* Exercise brief:
Count the lines in the records that contain the word "white", treating uppercase and lowercase as different, and reply with only that number.

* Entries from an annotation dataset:
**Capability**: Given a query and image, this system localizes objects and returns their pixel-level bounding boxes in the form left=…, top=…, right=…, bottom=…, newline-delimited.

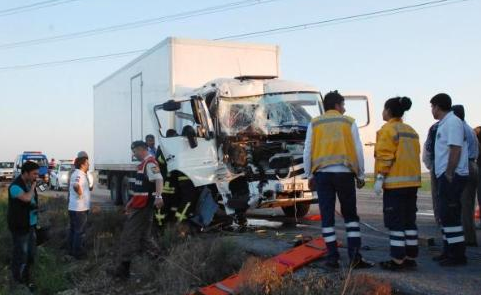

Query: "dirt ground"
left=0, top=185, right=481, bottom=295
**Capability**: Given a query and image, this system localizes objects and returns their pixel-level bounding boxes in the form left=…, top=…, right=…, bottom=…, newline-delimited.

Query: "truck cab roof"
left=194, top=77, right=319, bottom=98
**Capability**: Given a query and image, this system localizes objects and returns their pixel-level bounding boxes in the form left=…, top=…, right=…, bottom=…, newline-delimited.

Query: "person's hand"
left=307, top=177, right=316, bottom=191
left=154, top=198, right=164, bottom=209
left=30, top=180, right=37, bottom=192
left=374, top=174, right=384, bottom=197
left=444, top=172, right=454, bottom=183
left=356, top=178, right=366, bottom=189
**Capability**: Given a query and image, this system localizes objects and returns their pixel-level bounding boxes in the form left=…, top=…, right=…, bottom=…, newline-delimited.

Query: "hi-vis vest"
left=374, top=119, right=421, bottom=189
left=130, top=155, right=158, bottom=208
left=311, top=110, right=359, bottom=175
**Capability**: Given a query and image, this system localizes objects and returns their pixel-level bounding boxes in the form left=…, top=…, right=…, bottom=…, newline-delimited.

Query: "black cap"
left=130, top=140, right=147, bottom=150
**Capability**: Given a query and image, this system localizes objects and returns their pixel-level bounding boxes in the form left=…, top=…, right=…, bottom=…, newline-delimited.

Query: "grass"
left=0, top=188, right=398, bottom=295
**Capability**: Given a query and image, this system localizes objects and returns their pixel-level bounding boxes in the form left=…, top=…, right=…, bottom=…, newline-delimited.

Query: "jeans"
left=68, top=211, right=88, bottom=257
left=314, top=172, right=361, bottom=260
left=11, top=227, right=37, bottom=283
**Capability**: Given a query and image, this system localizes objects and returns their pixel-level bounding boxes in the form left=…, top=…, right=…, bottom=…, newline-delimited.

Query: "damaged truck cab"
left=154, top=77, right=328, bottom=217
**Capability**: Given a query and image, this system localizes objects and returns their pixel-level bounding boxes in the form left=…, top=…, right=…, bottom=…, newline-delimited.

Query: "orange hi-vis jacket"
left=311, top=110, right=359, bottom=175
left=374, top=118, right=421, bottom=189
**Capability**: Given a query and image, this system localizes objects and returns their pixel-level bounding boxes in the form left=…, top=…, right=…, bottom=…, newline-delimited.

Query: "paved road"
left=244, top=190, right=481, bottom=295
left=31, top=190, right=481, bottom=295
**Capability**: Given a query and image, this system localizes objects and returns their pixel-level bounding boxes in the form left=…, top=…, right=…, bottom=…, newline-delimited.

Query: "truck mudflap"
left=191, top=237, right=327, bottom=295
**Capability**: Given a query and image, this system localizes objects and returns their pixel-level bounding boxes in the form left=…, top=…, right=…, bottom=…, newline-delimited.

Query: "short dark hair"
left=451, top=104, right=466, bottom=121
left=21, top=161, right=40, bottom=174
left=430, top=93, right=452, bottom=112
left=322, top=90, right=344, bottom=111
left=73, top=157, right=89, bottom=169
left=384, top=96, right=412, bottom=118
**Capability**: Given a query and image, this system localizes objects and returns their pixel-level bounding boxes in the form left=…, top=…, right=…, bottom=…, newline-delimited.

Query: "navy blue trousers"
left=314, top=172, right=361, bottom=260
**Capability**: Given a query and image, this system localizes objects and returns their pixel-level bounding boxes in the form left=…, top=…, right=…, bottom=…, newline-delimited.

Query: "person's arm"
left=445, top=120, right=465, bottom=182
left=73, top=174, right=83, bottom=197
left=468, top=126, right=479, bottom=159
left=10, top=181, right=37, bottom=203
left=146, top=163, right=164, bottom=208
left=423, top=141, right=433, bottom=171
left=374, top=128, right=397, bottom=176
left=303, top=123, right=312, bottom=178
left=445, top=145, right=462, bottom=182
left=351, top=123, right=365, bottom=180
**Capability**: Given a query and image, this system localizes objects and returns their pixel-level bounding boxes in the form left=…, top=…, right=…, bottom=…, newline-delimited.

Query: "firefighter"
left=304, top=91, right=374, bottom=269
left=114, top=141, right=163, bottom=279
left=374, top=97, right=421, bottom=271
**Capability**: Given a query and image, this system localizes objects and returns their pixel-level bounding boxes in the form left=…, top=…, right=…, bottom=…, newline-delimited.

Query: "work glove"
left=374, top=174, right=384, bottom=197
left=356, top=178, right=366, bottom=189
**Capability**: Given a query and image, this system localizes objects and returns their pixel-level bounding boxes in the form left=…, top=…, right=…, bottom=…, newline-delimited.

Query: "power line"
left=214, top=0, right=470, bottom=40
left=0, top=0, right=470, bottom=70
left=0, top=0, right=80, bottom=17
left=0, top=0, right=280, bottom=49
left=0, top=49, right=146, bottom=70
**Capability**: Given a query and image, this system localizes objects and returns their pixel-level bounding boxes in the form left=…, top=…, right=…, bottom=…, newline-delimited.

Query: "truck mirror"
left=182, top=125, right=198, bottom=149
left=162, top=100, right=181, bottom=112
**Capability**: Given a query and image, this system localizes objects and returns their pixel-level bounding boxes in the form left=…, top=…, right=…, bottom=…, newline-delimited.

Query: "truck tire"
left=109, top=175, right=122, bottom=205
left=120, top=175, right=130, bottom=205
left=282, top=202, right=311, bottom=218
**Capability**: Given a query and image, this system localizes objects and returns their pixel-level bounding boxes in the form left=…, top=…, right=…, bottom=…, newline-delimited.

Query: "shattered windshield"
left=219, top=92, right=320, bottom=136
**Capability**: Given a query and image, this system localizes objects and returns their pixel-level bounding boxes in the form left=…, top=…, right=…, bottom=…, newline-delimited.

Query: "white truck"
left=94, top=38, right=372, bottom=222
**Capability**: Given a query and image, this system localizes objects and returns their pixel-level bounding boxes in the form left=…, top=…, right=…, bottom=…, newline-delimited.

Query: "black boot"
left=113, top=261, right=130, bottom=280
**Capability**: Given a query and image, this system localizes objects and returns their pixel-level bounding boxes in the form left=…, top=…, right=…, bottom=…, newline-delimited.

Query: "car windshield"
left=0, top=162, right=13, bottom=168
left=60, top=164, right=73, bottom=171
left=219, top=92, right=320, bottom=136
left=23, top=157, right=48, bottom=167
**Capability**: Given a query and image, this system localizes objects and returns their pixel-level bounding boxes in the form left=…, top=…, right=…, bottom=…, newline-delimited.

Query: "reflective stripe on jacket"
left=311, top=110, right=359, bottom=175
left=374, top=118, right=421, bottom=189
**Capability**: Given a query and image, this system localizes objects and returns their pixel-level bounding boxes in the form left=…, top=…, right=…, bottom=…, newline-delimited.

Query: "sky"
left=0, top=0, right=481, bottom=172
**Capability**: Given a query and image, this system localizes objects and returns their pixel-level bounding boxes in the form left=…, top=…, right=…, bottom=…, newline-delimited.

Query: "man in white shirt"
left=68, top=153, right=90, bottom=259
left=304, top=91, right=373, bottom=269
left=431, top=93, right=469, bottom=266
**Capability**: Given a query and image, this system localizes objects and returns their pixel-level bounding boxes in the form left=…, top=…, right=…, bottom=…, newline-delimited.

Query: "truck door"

* Expected answer:
2